● DATA YANG DIBERIKAN:
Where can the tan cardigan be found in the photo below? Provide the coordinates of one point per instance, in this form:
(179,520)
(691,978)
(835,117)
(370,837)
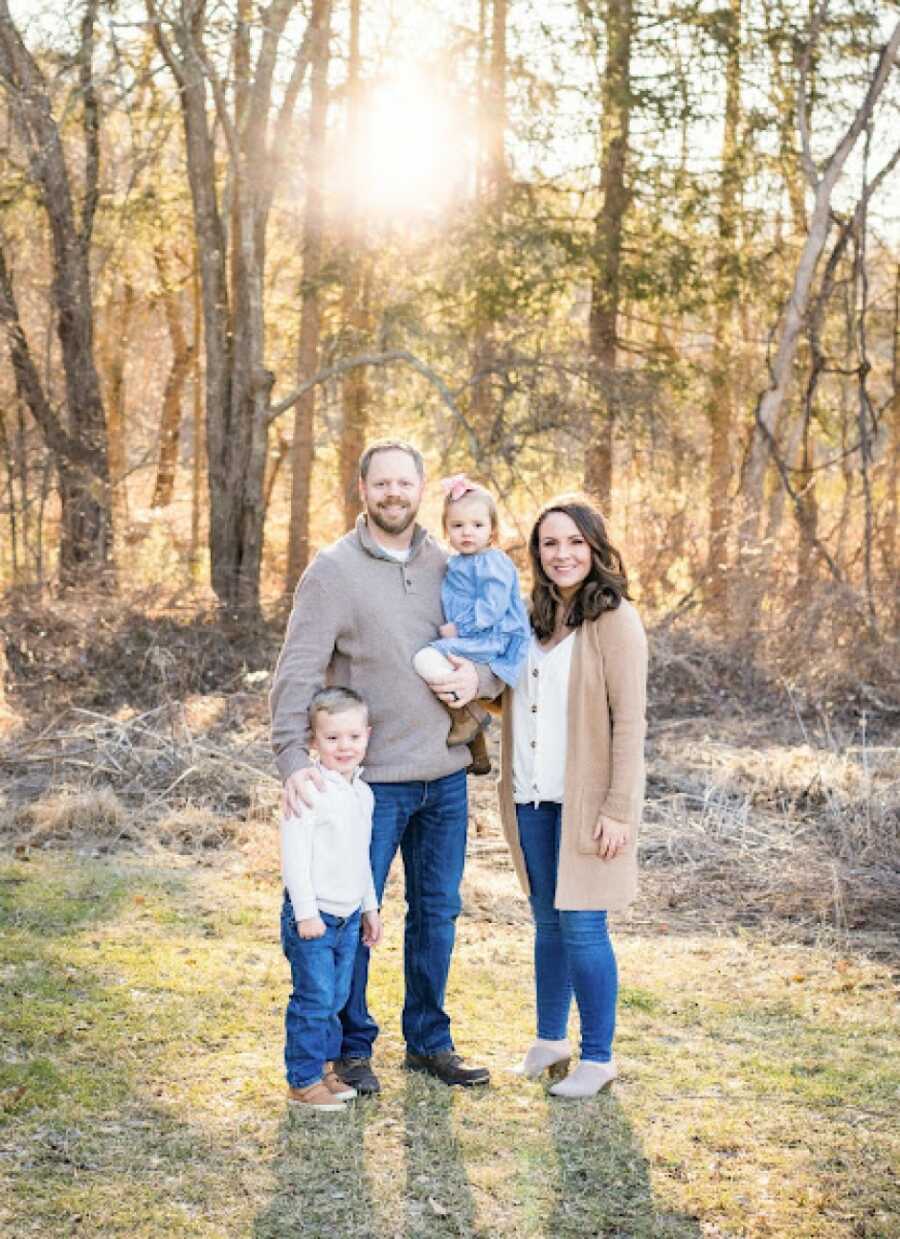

● SOAL TERTULIS: Tulis ulang semua baris di atas tanpa perubahan apa pun. Gambar tidak perlu disertakan dalam jawaban.

● JAWABAN:
Where can the tan cardigan be found in the photo below? Provide the coordinates of one point per instance, in this form:
(179,520)
(691,978)
(835,117)
(370,837)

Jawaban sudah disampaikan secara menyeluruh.